Quote the whole listing verbatim.
++++ SUPPLIED RECORDS ++++
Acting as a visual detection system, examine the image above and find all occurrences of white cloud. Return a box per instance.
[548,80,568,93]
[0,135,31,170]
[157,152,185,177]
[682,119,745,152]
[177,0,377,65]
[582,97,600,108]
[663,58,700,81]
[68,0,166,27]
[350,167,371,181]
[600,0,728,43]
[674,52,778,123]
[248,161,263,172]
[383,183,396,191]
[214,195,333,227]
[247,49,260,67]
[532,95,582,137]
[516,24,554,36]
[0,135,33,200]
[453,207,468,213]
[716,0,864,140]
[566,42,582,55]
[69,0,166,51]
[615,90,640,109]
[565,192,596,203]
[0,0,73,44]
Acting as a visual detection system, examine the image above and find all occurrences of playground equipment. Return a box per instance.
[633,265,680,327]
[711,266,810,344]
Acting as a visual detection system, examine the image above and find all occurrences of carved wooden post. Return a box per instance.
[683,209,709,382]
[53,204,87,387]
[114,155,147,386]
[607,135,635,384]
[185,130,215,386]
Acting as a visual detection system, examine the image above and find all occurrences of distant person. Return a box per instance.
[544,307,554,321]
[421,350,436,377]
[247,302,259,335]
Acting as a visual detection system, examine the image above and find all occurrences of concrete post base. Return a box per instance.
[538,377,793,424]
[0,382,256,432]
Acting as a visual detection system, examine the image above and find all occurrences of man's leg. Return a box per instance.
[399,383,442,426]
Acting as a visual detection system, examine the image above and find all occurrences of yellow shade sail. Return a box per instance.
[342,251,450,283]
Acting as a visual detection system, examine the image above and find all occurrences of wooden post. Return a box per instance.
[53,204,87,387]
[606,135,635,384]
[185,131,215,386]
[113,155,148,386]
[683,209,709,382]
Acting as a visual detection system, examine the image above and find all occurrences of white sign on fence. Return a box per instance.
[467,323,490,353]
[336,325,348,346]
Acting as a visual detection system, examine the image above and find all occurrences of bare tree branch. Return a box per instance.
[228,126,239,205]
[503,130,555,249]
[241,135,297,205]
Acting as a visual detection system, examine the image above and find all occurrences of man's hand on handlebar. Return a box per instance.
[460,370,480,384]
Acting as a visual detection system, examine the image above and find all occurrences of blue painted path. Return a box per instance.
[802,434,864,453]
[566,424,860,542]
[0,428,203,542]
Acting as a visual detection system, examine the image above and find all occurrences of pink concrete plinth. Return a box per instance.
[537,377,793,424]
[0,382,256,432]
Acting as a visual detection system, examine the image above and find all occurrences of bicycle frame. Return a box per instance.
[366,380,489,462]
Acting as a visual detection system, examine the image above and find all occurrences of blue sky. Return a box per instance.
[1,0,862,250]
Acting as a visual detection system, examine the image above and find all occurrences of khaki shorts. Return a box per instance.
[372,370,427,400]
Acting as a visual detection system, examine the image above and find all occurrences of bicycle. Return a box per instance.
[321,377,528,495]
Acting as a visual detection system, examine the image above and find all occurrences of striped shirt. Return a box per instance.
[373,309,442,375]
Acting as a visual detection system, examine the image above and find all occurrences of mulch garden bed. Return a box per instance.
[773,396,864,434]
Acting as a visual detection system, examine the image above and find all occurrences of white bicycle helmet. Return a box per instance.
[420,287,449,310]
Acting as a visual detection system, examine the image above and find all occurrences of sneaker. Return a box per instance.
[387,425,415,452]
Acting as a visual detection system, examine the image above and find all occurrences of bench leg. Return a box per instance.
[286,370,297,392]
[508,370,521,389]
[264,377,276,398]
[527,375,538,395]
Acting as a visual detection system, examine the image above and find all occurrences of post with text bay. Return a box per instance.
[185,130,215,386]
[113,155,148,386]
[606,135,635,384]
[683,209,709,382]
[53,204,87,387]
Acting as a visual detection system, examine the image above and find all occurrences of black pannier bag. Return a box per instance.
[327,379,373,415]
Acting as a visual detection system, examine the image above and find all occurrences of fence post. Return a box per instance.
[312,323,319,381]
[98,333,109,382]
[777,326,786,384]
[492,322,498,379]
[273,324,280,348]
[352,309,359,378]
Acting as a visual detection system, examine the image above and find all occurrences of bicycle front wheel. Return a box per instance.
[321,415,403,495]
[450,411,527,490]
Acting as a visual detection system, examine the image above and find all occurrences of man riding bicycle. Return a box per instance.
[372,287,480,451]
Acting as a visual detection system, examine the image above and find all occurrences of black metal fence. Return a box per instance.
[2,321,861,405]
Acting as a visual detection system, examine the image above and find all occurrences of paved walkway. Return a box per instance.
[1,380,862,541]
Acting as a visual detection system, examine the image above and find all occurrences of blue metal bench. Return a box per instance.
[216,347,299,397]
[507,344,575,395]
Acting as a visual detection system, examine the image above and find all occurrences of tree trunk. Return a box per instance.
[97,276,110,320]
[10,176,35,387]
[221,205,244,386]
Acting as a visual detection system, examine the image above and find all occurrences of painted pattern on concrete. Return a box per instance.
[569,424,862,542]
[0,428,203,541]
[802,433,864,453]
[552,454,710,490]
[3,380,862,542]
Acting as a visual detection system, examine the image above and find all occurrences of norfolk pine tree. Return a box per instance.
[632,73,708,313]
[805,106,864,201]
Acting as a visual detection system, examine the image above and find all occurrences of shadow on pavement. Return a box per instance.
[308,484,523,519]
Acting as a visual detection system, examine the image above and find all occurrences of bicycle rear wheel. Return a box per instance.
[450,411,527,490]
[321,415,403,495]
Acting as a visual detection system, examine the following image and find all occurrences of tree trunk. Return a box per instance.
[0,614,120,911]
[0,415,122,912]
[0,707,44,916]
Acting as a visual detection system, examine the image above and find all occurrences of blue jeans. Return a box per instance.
++++
▶ [EXPECTED OUTPUT]
Acting as a visual detection system, examine the image above and find all occurrences of white cloud. Return a box per instance.
[548,80,568,93]
[0,135,31,170]
[157,152,185,177]
[682,119,745,152]
[177,0,377,65]
[582,97,600,108]
[663,58,700,81]
[68,0,166,27]
[350,167,371,181]
[600,0,728,43]
[674,52,778,123]
[248,161,263,172]
[383,183,396,191]
[214,195,333,227]
[247,49,260,67]
[532,95,582,137]
[516,24,554,36]
[0,135,33,200]
[453,207,468,213]
[716,0,864,140]
[566,42,582,55]
[69,0,166,51]
[615,90,640,109]
[565,192,596,203]
[0,0,73,44]
Acting as a visual detection system, examine the image above and find all occurrences of playground equipment. Return a box per instance.
[633,265,680,327]
[711,266,810,344]
Acting as a visual detection system, examine the image above and find all occurrences of carved wooden post. Return a box per instance.
[683,209,709,382]
[53,204,87,387]
[114,155,147,386]
[607,135,635,384]
[185,130,215,386]
Acting as a visual detection system, examine the image above and find all occurrences of distant person. Return a box per instance.
[544,307,554,321]
[421,350,436,377]
[247,302,259,335]
Acting as a visual detection system, examine the image above and find all occurrences of concrete post base. Return a box per instance.
[538,377,793,424]
[0,382,256,432]
Acting as a visual detection system, examine the image above and find all occurrences of man's leg. Return a box per instance.
[399,383,442,426]
Acting as a visual detection system, examine the image above and find all occurrences of yellow shade sail. Return a box per instance.
[342,251,450,283]
Acting as a visual detection system, examine the image above and find all occurrences of wooden post. Return a box per instance.
[53,204,87,387]
[606,135,635,384]
[185,131,215,386]
[113,155,148,386]
[683,209,709,382]
Acting as a visual detection system, examine the image above and find all occurrences of white sign on fence. Return a box per instance.
[467,323,490,353]
[336,325,348,346]
Acting as a visual detection system, examine the image above and find all occurrences of bare tree branch. Return a box per instance.
[228,126,239,205]
[503,130,555,249]
[241,135,297,205]
Acting as a visual detection system, examine the image above and find all occurrences of man's hand on handlebar. Return a box per instance.
[460,370,480,384]
Acting as a visual detection system, examine the image above and find all occurrences of blue painted path. Return a box per instance.
[802,434,864,453]
[566,424,860,542]
[0,428,203,542]
Acting as a visual detection system, examine the image above and find all occurrences of pink concrete plinth. Return a box per instance.
[537,377,793,424]
[0,382,256,432]
Acting as a visual detection system, examine the image above and find all occurrences of bicycle frame. Return a box per instance.
[366,380,489,462]
Acting as a visual detection system, examine the image above and find all occurrences of blue sky. Return a box per instance.
[1,0,862,250]
Acting as a visual detection system, examine the image above and find all occurrences of khaki shorts. Return a box per instance.
[372,370,427,400]
Acting as a visual detection system, examine the image above and find all occurrences of bicycle. Return a box per instance.
[321,377,528,495]
Acting as a visual detection system, examine the image above and find all occurrences of striped shirt. Return a box per instance.
[373,309,442,375]
Acting as a visual detection system, examine the image above and find all occurrences of mulch garden bed. Return a box per instance.
[773,396,864,434]
Acting as a visual detection system, examine the image above and find all occurrences of white bicycle helmet. Return a box per instance.
[420,287,449,310]
Acting as a visual detection system, examine the image above and find all occurrences of sneaker. Return a box per instance.
[387,425,415,452]
Acting as a visual detection system, examine the image above and find all occurrences of bench leg. Return a box per instance.
[286,370,297,392]
[508,370,521,389]
[264,377,276,398]
[527,375,538,395]
Acting as a visual detection system, examine the image above and find all occurrences of post with text bay. Return a box per instance.
[185,130,215,386]
[113,155,148,386]
[606,135,635,384]
[683,209,709,382]
[53,204,87,387]
Acting as a visual detection system, examine the image above and find all occurrences of black pannier bag. Return a box per instance.
[327,379,373,415]
Acting as a visual detection system, examine the image above and find all occurrences of fence post. Return a box per instance.
[312,323,319,381]
[98,333,109,382]
[777,326,786,384]
[492,322,498,379]
[273,324,280,348]
[352,309,359,378]
Acting as a visual detection system, examine the image above and find all occurrences of bicycle front wheel. Return a box per instance.
[321,415,403,495]
[450,411,527,490]
Acting as a visual detection system, examine the image above and find all occurrences of man riding bicycle. Return a box per instance.
[372,287,480,451]
Acting as a visual detection system, examine the image above and find all occurrences of black metal fence. Return a box per instance.
[2,321,861,405]
Acting as a visual detection system, examine the image above and find all occurrences of paved walkway. Return a box per instance.
[1,380,862,541]
Acting as a visual detection system, examine the image above and find all occurrences of blue metal bench. Return a box per instance.
[216,347,299,397]
[507,344,575,395]
Acting as a visual detection system, examine the image above and find all occurrences of tree trunk. Return a box per instance.
[97,276,110,320]
[10,176,35,387]
[221,205,244,386]
Acting as a visual detection system, examine the image above and find all occurrences of painted pattern on concrete. Return a box per instance.
[569,424,862,542]
[0,428,203,541]
[802,433,864,453]
[552,454,710,490]
[3,380,862,542]
Acting as a visual detection system, examine the image above and find all occurrences of norfolk pine tree. Return a box per instance.
[632,73,708,313]
[805,106,864,201]
Acting as a visual detection system, examine the image above and find all occurrences of shadow on pavement. Return a box per instance.
[308,484,523,519]
Acting as a visual detection system, examine the image above and find all occurrences of bicycle rear wheel. Return a box per instance.
[450,411,527,490]
[321,415,403,495]
Acting as a visual detection system, examine the following image and find all occurrences of tree trunk. Return a box per instance.
[0,614,120,911]
[0,415,122,912]
[0,707,44,916]
Acting as a visual detection system, examine the image above and find all occurrences of blue jeans. Return a box per instance.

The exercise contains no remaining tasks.